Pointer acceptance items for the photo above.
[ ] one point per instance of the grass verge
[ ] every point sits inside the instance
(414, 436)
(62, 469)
========================================
**What to produce:** Reproduce every one of the rows above word for word, without changing anything.

**Correct output:**
Pointer acceptance items for the photo above.
[ ] one point per instance of the grass verge
[ ] every point sits inside the instance
(414, 436)
(62, 469)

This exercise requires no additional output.